**Written instruction A**
Transcribe the image region outline entries below line for line, leaving out the pictures.

— Begin Source document —

APPEAL from the Circuit Court of Williamson County; the Hon. JOHN H. CLAYTON, Judge, presiding.


Plaintiff appeals from an order of the trial court of Williamson County allowing defendant's post-trial motion for judgment in favor of defendant after the jury to which the case has been submitted failed to agree. The case was tried on two counts of the complaint, both of which were based on ordinary negligence and both of which alleged that plaintiff was in the exercise of due care and caution for his own safety and that of his property.

Defendant's decedent, who will hereafter be referred to as "defendant", the driver of the car which struck the rear end of plaintiff's car, died sometime after the collision, but not as a result of it, and before trial. Plaintiff was barred from testifying to anything prior to the death of defendant. (Ill. Rev. Stat., ch. 51, par. 2.) Other than the plaintiff, the only witness to the actual incident was the owner of and passenger in the car driven by defendant.

Plaintiff called as his own witness the passenger-owner, who testified that she and defendant were driving in a southerly direction toward Herrin, Illinois. As they were driving along, defendant was looking down and listening for some noise in the back end of her car. As they were driving, they were talking, and she looked up and saw the tail lights of plaintiff's car about a block in front of them. She thought the car was moving, but she did not know how fast. When she looked up again, she saw that plaintiff's car was stopped, and she said, "Jimmy, look out. That car stopped." Defendant, who was still looking down at that time, hit for the brake, but her car struck the rear of plaintiff's car. They were traveling about thirty miles per hour and were two or three car lengths behind plaintiff's car at this time. She then identified a photograph looking south on Park Street which showed three sets of railroad tracks with a railroad warning sign facing southbound traffic. The crossbuck sign read "Railroad Crossing". Just beneath that sign appeared the words, "3 Tracks". Just under that sign were two red flasher lights and under these lights appeared the language, "Stop On Red Signal". She marked the third southernmost track as the place of the accident, but later said she was not sure whether the accident happened on the second or third set of tracks.

She further testified that there were no brake lights or signal lights on the plaintiff's car when she first saw it, and there were no brake lights or stop lights exhibited at the time of the collision.

Defendant contends in response to the plaintiff's appeal that plaintiff failed to prove that he exercised proper care for his own safety and therefore the trial court properly allowed defendant's post-trial motion and entered judgment in favor of the defendant. We agree.

• 1 There is no showing of plaintiff having given any signal that he was going to stop; no showing of any reason why he stopped; no showing of precaution in looking in the rear view mirror, or that the car was so equipped; no showing that a traffic condition such as to justify a stop on the highway existed; and no showing of careful habit evidence on the part of plaintiff. In fact, we find no evidence tending to prove due care by the plaintiff.

— End Source document —

**Written instruction B**
Restate word for word the part of the court opinion above that opens with the words containing "APPEAL from the" and closes with "of his property.".

— Begin Provided data —

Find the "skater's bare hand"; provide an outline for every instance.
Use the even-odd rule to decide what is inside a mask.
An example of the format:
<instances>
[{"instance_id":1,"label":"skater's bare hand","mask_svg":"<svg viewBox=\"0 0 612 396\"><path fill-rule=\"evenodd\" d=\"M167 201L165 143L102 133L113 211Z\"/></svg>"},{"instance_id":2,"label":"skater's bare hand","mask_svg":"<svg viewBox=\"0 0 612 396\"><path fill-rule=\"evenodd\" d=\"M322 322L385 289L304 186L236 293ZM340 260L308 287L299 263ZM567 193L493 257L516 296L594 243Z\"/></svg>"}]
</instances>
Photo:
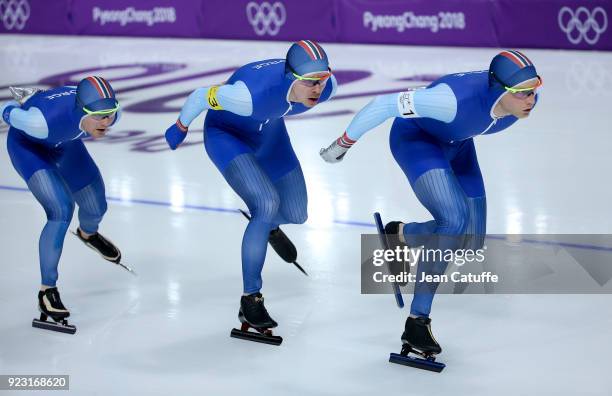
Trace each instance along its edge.
<instances>
[{"instance_id":1,"label":"skater's bare hand","mask_svg":"<svg viewBox=\"0 0 612 396\"><path fill-rule=\"evenodd\" d=\"M343 147L338 144L338 140L334 140L327 148L322 148L319 155L325 162L336 163L342 161L349 147Z\"/></svg>"}]
</instances>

— End Provided data —

**Correct result A**
Find the "skater's bare hand"; provide an outline for every instance.
Use the even-odd rule to decide what is inside a mask.
An example of the format:
<instances>
[{"instance_id":1,"label":"skater's bare hand","mask_svg":"<svg viewBox=\"0 0 612 396\"><path fill-rule=\"evenodd\" d=\"M167 201L165 143L102 133L113 211Z\"/></svg>"},{"instance_id":2,"label":"skater's bare hand","mask_svg":"<svg viewBox=\"0 0 612 396\"><path fill-rule=\"evenodd\" d=\"M322 322L385 289L304 186L236 293ZM340 260L308 287L299 263ZM567 193L493 257L516 296L594 243Z\"/></svg>"}]
</instances>
Photo:
Trace each instance along its edge.
<instances>
[{"instance_id":1,"label":"skater's bare hand","mask_svg":"<svg viewBox=\"0 0 612 396\"><path fill-rule=\"evenodd\" d=\"M343 147L338 144L338 140L334 140L327 148L322 148L319 155L325 162L336 163L342 161L349 147Z\"/></svg>"}]
</instances>

**Correct result B**
APPEAL from the Circuit Court of Williamson County; the Hon. JOHN H. CLAYTON, Judge, presiding.


Plaintiff appeals from an order of the trial court of Williamson County allowing defendant's post-trial motion for judgment in favor of defendant after the jury to which the case has been submitted failed to agree. The case was tried on two counts of the complaint, both of which were based on ordinary negligence and both of which alleged that plaintiff was in the exercise of due care and caution for his own safety and that of his property.